**Supplied material:**
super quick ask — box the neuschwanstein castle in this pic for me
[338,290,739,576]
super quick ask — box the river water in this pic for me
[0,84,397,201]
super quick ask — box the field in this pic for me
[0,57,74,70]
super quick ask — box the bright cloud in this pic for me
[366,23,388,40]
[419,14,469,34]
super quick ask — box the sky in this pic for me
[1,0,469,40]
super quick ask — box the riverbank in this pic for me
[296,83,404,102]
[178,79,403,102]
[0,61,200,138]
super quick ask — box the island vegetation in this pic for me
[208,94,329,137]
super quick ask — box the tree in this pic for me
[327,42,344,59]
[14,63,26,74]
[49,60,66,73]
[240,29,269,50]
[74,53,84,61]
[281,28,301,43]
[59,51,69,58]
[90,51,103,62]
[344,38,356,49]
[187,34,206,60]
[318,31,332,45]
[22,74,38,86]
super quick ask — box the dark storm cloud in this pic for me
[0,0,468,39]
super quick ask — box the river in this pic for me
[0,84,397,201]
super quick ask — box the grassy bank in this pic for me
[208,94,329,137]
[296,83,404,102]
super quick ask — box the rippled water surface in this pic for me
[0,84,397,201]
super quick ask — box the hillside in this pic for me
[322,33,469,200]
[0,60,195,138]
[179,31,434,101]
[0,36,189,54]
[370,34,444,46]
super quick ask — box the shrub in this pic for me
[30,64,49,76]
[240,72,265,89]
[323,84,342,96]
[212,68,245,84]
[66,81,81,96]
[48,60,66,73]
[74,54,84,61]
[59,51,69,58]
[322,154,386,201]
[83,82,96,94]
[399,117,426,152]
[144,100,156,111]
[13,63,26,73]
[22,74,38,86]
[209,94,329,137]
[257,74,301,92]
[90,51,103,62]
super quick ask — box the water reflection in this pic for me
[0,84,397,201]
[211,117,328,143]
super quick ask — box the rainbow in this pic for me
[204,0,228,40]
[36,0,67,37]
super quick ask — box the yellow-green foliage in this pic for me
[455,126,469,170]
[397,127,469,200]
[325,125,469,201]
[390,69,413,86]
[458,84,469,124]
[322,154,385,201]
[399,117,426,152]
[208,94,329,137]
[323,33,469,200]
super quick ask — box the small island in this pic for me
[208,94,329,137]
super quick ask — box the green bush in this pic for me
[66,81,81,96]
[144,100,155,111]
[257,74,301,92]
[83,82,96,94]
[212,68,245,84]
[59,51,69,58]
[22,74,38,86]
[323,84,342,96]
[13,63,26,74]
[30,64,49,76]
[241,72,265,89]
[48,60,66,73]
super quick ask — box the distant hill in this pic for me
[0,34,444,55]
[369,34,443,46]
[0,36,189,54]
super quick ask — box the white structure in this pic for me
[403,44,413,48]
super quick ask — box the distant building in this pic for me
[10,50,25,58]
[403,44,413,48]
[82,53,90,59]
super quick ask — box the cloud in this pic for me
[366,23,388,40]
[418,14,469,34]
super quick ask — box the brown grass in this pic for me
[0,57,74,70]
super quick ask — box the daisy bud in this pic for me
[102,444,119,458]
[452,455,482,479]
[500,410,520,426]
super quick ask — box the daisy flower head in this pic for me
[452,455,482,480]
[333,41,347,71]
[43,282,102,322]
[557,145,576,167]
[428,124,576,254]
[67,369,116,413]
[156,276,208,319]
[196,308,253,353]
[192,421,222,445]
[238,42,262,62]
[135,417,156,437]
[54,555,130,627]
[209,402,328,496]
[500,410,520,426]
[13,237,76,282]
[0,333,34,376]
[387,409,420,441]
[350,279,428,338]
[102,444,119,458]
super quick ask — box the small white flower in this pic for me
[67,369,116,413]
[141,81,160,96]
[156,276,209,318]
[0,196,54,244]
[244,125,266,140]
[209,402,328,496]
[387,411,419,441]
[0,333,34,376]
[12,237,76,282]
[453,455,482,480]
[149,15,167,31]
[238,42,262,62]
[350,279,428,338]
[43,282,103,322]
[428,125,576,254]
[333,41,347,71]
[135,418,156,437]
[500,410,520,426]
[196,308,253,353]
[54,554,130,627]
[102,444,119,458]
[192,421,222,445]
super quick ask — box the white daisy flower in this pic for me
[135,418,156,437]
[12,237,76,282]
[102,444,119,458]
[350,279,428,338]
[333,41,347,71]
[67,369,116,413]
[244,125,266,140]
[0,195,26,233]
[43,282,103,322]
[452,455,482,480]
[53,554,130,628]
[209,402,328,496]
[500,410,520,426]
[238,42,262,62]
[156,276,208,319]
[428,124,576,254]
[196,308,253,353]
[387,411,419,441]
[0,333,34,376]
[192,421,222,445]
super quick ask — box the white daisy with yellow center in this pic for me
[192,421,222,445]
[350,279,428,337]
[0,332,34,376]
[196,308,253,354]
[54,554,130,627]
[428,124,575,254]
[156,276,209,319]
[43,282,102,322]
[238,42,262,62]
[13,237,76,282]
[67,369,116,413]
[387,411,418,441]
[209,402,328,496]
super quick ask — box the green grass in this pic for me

**Directions:**
Every entry should be duplicated exactly as written.

**Task answer:**
super quick ask — box the neuschwanstein castle in this pic for me
[338,290,739,576]
super quick ask — box the river water in this pic for me
[0,84,397,201]
super quick ask — box the field in this pic for me
[0,57,74,70]
super quick ask — box the bright cloud in this pic for me
[366,23,388,40]
[419,14,469,34]
super quick ask — box the sky in this pic for me
[1,0,469,40]
super quick ask — box the riverbank in this pic for me
[296,83,404,102]
[178,79,403,102]
[0,61,200,138]
super quick ask — box the island vegetation in this pic for me
[208,94,329,137]
super quick ask — box the tree in this pic for me
[327,42,344,59]
[14,63,26,74]
[49,60,66,73]
[240,29,269,50]
[74,53,84,61]
[281,28,301,43]
[59,51,69,58]
[90,51,103,62]
[344,38,356,49]
[187,34,206,60]
[318,31,332,45]
[22,74,38,86]
super quick ask — box the dark storm cloud in this pic for me
[0,0,468,39]
super quick ask — box the river in this pic for me
[0,84,397,201]
super quick ask — box the grassy bank in this pic for me
[208,94,329,137]
[296,83,404,102]
super quick ask — box the rippled water surface in this pic for me
[0,84,397,201]
super quick ask — box the hillside in this pic for me
[322,33,469,200]
[0,60,195,138]
[179,31,434,101]
[0,36,189,54]
[370,34,444,46]
super quick ask — box the shrub in this pic for me
[30,64,49,76]
[240,72,265,89]
[323,84,342,96]
[212,68,245,84]
[66,81,81,96]
[48,60,66,73]
[74,54,84,61]
[59,51,69,58]
[322,154,386,201]
[83,82,96,94]
[399,117,426,152]
[144,100,156,111]
[13,63,26,73]
[22,74,38,86]
[209,94,329,137]
[257,74,301,92]
[90,51,103,62]
super quick ask — box the water reflection in this pic for me
[0,84,397,201]
[211,117,328,143]
super quick ask — box the rainbow in this pic for me
[204,0,228,40]
[36,0,67,37]
super quick ask — box the yellow-green foliage in this pic for me
[455,126,469,170]
[397,127,469,200]
[325,125,469,201]
[390,69,413,86]
[458,84,469,124]
[322,154,385,201]
[399,117,426,152]
[208,94,329,137]
[323,33,469,200]
super quick ask — box the small island in this pic for me
[208,94,329,137]
super quick ask — box the green bush in this pic for me
[66,81,81,96]
[144,100,155,111]
[257,74,301,92]
[83,82,96,94]
[212,68,245,84]
[59,51,69,58]
[22,74,38,86]
[323,84,342,96]
[13,63,26,74]
[30,64,49,76]
[241,72,265,89]
[48,60,66,73]
super quick ask — box the distant hill in this pic for me
[0,34,444,55]
[369,34,443,46]
[0,36,189,54]
super quick ask — box the white structure in this pic for me
[403,44,413,48]
super quick ask — box the distant building in this pic for me
[10,50,25,58]
[403,44,413,48]
[82,53,90,59]
super quick ask — box the cloud in this pic for me
[366,23,388,40]
[418,14,469,34]
super quick ask — box the brown grass in this pic for me
[0,57,74,70]
super quick ask — box the daisy bud in this pic for me
[102,444,119,458]
[452,455,482,479]
[500,410,520,426]
super quick ask — box the daisy flower head in this pic for me
[452,455,482,480]
[333,41,347,71]
[43,282,102,322]
[557,145,576,167]
[428,124,576,254]
[67,369,116,413]
[156,276,208,319]
[196,308,253,353]
[192,421,222,445]
[238,42,262,62]
[135,417,156,437]
[54,555,130,627]
[209,402,328,496]
[500,410,520,426]
[13,237,76,282]
[0,333,34,376]
[387,409,420,441]
[350,279,428,338]
[102,444,119,458]
super quick ask — box the small white flower in this pic for me
[67,369,116,413]
[141,81,160,96]
[156,276,209,318]
[0,196,54,244]
[244,125,266,140]
[209,402,328,496]
[387,411,419,441]
[0,333,34,376]
[12,237,76,282]
[453,455,482,480]
[149,15,167,31]
[238,42,262,62]
[350,279,428,338]
[43,282,103,322]
[428,125,576,254]
[333,41,347,71]
[135,418,156,437]
[500,410,520,426]
[196,308,253,353]
[54,554,130,627]
[102,444,119,458]
[192,421,222,445]
super quick ask — box the white daisy flower in this pic for me
[135,418,156,437]
[12,237,76,282]
[102,444,119,458]
[350,279,428,338]
[333,41,347,71]
[67,369,116,413]
[244,125,266,140]
[0,195,26,233]
[43,282,103,322]
[452,455,482,480]
[53,554,130,628]
[209,402,328,496]
[500,410,520,426]
[238,42,262,62]
[156,276,208,319]
[428,124,576,254]
[196,308,253,353]
[387,411,419,441]
[0,333,34,376]
[192,421,222,445]
super quick ask — box the white daisy with yellow center in this pic for me
[192,421,222,445]
[350,279,428,337]
[0,332,34,376]
[196,308,253,354]
[54,554,130,627]
[428,124,575,254]
[156,276,209,319]
[43,282,102,322]
[238,42,262,62]
[13,237,76,282]
[67,369,116,413]
[387,411,418,441]
[209,402,328,496]
super quick ask — box the green grass in this pic for me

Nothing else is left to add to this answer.